_Exercise input_

begin

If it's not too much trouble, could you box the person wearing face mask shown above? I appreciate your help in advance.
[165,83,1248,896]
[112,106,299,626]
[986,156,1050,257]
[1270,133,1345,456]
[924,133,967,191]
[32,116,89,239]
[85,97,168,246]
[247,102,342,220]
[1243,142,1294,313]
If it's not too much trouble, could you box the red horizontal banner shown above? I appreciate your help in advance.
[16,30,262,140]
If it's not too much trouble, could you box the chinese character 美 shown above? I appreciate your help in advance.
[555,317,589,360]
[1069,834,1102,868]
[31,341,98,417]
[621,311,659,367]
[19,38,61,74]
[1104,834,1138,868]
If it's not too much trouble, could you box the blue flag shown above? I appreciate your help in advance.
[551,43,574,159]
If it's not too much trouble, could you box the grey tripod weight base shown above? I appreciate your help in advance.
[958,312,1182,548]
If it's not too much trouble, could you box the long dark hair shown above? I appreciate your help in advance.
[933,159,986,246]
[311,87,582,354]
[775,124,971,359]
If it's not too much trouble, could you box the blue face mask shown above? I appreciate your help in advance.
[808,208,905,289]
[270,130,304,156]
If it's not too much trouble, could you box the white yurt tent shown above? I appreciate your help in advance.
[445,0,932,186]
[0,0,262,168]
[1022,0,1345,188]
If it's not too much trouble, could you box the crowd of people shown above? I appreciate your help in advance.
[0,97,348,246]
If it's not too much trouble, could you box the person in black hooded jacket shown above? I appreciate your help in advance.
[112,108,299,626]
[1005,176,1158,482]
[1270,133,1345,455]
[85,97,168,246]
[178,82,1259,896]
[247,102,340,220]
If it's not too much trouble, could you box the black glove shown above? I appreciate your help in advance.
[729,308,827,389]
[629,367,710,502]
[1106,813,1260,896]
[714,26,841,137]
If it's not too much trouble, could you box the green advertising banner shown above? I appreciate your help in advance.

end

_Written problem_
Convert the listing, from its start through the line containing "[1104,834,1138,868]", into a JSON list of strings with one string per line and no blank lines.

_Reply to the exercise_
[
  "If it's not too much trouble, could you box the person wearing face mask shown above? I appreciate your help in advance.",
  "[165,83,1248,896]",
  "[112,106,299,626]",
  "[986,156,1050,257]",
  "[1270,133,1345,456]",
  "[924,133,967,191]",
  "[32,116,89,239]",
  "[85,97,168,246]",
  "[247,102,342,220]",
  "[1243,142,1294,313]",
  "If it's not too much trouble, could you box the red horizontal banner shown above? I appreciate your help in advance.",
  "[16,30,262,140]",
  "If it's not too much trouble, could you box the chinese character 美 shown above? I appreciate your help in advance.",
  "[555,317,589,360]",
  "[1069,834,1102,868]",
  "[31,341,98,417]",
  "[621,311,659,367]",
  "[19,38,61,74]",
  "[1104,834,1138,868]"
]